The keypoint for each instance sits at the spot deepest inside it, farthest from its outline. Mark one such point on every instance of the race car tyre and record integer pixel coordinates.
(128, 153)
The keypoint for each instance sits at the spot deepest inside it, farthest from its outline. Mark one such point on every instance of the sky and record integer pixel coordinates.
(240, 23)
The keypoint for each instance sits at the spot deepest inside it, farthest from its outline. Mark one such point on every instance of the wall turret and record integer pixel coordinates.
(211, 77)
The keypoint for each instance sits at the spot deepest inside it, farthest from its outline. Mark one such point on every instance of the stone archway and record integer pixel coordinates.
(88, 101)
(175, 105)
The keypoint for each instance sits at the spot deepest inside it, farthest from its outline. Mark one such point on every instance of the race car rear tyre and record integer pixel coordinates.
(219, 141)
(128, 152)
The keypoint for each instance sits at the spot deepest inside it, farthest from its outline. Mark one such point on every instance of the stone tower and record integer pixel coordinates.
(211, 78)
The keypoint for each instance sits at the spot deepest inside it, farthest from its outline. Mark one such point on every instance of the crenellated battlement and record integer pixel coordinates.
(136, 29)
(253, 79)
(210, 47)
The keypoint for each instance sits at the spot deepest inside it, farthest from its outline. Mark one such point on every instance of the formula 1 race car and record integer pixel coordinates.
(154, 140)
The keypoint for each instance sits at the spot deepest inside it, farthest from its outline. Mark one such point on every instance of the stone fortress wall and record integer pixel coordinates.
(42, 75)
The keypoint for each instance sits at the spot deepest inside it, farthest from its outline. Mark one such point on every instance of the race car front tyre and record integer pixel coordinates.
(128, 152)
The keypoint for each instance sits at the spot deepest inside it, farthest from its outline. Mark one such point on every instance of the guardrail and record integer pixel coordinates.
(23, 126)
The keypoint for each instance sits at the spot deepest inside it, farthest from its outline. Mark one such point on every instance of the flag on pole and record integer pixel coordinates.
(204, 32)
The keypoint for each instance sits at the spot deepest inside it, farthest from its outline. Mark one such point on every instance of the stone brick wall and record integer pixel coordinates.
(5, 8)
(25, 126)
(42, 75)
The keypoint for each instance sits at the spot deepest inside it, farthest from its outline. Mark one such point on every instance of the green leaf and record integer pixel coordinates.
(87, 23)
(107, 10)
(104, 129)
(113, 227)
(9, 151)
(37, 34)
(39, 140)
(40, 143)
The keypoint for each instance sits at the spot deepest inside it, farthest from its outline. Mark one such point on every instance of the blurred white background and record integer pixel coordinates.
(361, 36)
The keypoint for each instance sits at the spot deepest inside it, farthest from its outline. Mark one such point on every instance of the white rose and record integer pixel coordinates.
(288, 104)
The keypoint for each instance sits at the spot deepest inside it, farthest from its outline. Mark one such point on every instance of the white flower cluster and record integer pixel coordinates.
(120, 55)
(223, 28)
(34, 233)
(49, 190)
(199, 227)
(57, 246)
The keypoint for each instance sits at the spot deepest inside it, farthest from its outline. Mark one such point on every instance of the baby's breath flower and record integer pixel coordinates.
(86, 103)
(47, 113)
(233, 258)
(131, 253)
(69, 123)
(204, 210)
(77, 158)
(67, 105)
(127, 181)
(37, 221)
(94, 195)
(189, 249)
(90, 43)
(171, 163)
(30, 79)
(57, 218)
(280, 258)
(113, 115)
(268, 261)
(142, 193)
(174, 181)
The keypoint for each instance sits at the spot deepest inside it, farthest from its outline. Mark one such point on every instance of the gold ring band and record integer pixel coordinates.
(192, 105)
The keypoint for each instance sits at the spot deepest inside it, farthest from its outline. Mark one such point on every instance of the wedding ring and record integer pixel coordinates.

****************

-- Requirement --
What is needed is an exact copy of all the entries.

-- Solution to the problem --
The keypoint for each instance sits at the spot deepest inside it, farthest from its outline. Mark one such point on every instance of the race car tyre and record integer pixel coordinates.
(128, 153)
The keypoint for each instance sits at the spot deepest inside it, farthest from its outline. Mark one such point on every instance of the sky and record integer pixel coordinates.
(240, 23)
The keypoint for each instance sits at the spot deepest inside it, farthest from its outline. Mark one such point on every instance of the wall turret and record integer pixel coordinates.
(211, 77)
The keypoint for each instance sits at the spot deepest inside it, farthest from its outline. Mark one such point on every instance of the stone archway and record integer pixel coordinates.
(88, 101)
(175, 105)
The keypoint for each instance sits at the spot deepest inside it, farthest from its outline. Mark one such point on every instance of the race car rear tyre and record integer pixel coordinates.
(219, 141)
(128, 152)
The keypoint for each instance sits at the spot deepest inside it, farthest from its outline. Mark one such point on every instance of the stone tower and record integer pixel coordinates.
(211, 78)
The keypoint for each instance sits at the spot deepest inside it, farthest from its outline. Mark one such point on every instance of the crenellated battlement and record integer pixel coordinates.
(136, 29)
(253, 79)
(210, 47)
The keypoint for each instance sits at the spot deepest inside it, farthest from its outline. Mark one such point on every instance of the formula 1 race car and record integer pixel coordinates.
(154, 140)
The keypoint for each instance sits at the spot deepest inside it, farthest from its outline. Mark one such point on every instance of the stone fortress wall and record integer pixel coordinates.
(42, 75)
The keypoint for each instance sits at the spot deepest inside it, farthest from its outline. Mark one such point on every instance of the race car front tyre and record integer pixel coordinates.
(128, 152)
The keypoint for each instance sits at the spot deepest inside it, farthest from its outline. Mark one such point on every instance of the guardrail and record integer pixel coordinates.
(23, 126)
The keypoint for each instance sits at the spot deepest inside it, farthest from its outline. Mark one such point on every instance of the flag on pole and record integer pixel coordinates.
(204, 32)
The keypoint for each instance sits at the spot deepest inside it, farthest from its outline. Mark one such point on every instance of the stone brick wall and record integer pixel coordinates.
(5, 8)
(25, 126)
(42, 75)
The keypoint for each instance sits at the spot deepest inside it, farthest from its outline. Mark one such point on every instance of the green leaf and record integer pixel coordinates.
(87, 23)
(107, 10)
(104, 129)
(113, 227)
(9, 151)
(37, 34)
(39, 140)
(40, 143)
The keypoint for each instance sits at the spot deepest inside it, farthest from its outline. Mark one such point on every instance of the blurred white background and record integer pixel coordinates.
(361, 36)
The keypoint for each instance sits at the spot deepest inside it, farthest from its outline. Mark one such point on every instance of the white rose and record integer pixel coordinates.
(288, 104)
The keypoint for each instance sits at the spot deepest inside it, farthest from its outline. Mark one such point on every instance of the white flower cluster and record integer pixel coordinates.
(120, 55)
(223, 28)
(34, 233)
(49, 190)
(199, 227)
(57, 246)
The keypoint for each instance sits at the spot deepest inside it, farthest from its outline. Mark one such point on every instance of the baby's breath flower and record integer pixel coordinates.
(86, 103)
(47, 113)
(233, 258)
(131, 253)
(69, 123)
(204, 210)
(77, 158)
(67, 105)
(127, 181)
(37, 221)
(94, 195)
(189, 249)
(90, 43)
(171, 163)
(30, 79)
(57, 218)
(280, 258)
(113, 115)
(268, 261)
(142, 193)
(174, 181)
The keypoint for each instance sits at the spot deepest inside it, farthest from its outline. Mark one such point on every instance of the gold ring band and record integer pixel coordinates.
(192, 105)
The keypoint for each instance sits at the spot deepest inside it, farthest from its outline. Mark one such point on every instance of the wedding ring and record integer pixel coordinates.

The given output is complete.